_TEXT EXTRACT_
Tuthmosis III's Temple of Amun at Deir el-Bahari
by Jimmy Dunn writing as Mark Andrews
Only in 1961, while restoration and cleaning work was being carried out between the Temples of Hatshepsut and Mentuhotep II, were the remains of a small temple (measuring 40 meters by 45 meters) constructed by Tuthmosis III discovered on a small elevated terrace between those two better known monuments on the West Bank at Luxor (ancient Thebes). The temple was discovered by the Polish Center of Mediterranean Archaeology under the direction of Kazimierz Michalowski, who's excavation of the site lasted until 1967. Presently, the Polish-Egyptian Archaeological Mission under the direction of Jadwiga Lipinska continues to carry out excavations at this temple.
This temple was built near the end of Tuthmosis III's reign, probably in his 43rd year of rule, under the direction of a vizier named Rekhmire, who's tomb number 100 is located at Sheikh Abd el-Qurna on the West Bank. It should be noted that this is about the time that Tuthmosis III began the well known destruction of Hatshepsut's name and images throughout Egypt. We believe it probably remained unfinished upon his death in year 54, and was most likely completed by his successor, Amenhotep II.
Tuthmosis III's temple was dedicated to Amun in the form of both Amun-Re and Amun-Kamutef, and nearby, a chapel was built to honor Hathor, as well. Its ancient name was (Amun)-Djeser-akhet, meaning "Holy of Horizon". Recent finding seem to indicate that there was probably no mortuary cult of the king at this temple. Instead, Tuthmosis III had another temple built not far away as his personal cult temple.
The larger part of the temple is positioned above the level of the upper terrace of the temple of Hatshepsut and rests on a roughly square platform partially cut from the rock and partially constructed of loose stones, supported by a stone revetment. It takes up the central position relative to the axis of the valley, and while Tuthmosis III traditionally is thought to have not been much of an admirer of his stepmother, nevertheless this temple seems to draw its architectural style from her adjacent temple. The temple included a system of ramps and terraces, and included a large hypostyle hall with 76 polygonal columns around the perimeter and 12 larger columns closer to the center. These elements were followed by a hall for Amun's boat, and the inner sanctuary.

Dataset rows indicating where objects appear
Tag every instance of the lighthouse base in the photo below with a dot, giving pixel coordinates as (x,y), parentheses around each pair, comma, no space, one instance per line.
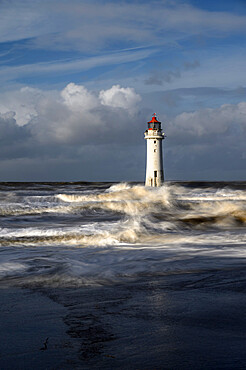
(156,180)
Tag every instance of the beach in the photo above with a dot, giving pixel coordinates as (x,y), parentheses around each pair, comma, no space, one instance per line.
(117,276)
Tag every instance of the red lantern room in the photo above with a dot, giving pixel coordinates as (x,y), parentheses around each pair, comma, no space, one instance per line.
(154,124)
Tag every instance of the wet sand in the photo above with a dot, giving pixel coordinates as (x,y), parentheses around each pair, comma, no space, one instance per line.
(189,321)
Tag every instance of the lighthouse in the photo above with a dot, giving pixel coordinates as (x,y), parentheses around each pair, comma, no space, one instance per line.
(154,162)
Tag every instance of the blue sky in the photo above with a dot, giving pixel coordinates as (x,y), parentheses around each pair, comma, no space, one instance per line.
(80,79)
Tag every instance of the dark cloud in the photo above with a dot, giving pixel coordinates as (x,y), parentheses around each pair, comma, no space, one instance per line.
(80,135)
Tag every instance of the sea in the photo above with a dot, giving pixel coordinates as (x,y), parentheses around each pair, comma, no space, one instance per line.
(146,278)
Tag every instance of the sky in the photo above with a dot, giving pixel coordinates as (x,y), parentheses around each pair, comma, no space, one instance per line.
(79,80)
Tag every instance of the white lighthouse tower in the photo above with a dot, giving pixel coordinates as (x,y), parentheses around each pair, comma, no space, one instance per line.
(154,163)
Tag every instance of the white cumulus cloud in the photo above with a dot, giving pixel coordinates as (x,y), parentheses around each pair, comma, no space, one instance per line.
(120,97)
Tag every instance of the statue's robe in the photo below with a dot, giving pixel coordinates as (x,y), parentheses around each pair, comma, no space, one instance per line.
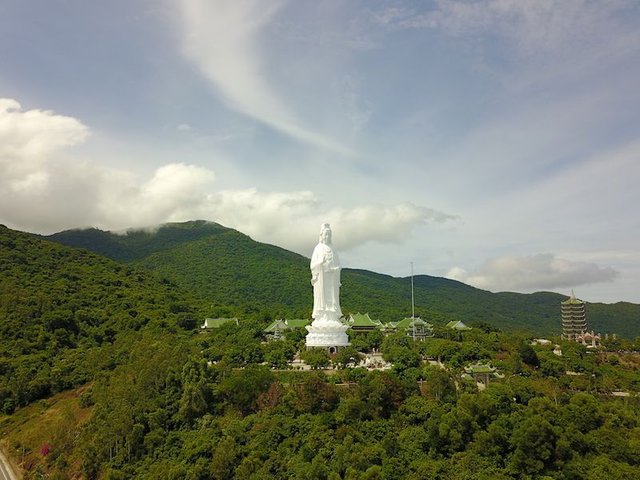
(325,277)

_GIVEN TASK 1_
From the text on Tuthmosis III's temple, set down verbatim the passage that opens with the words containing "This temple was" and closes with "successor, Amenhotep II.".
_GIVEN TASK 2_
Determine whether each statement agrees with the text on Tuthmosis III's temple, answering yes or no and quoting the deciding words: (a) the temple's remains were found in 1961; (b) the hypostyle hall had 76 polygonal columns around its perimeter; (c) recent findings indicate a mortuary cult of the king at this temple.
The rows are not required for any of this work.

_SOLUTION 1_
This temple was built near the end of Tuthmosis III's reign, probably in his 43rd year of rule, under the direction of a vizier named Rekhmire, who's tomb number 100 is located at Sheikh Abd el-Qurna on the West Bank. It should be noted that this is about the time that Tuthmosis III began the well known destruction of Hatshepsut's name and images throughout Egypt. We believe it probably remained unfinished upon his death in year 54, and was most likely completed by his successor, Amenhotep II.

_SOLUTION 2_
(a) Yes: "Only in 1961, while restoration and cleaning work was being carried out between the Temples of Hatshepsut and Mentuhotep II"
(b) Yes: "a large hypostyle hall with 76 polygonal columns around the perimeter"
(c) No: "there was probably no mortuary cult of the king at this temple"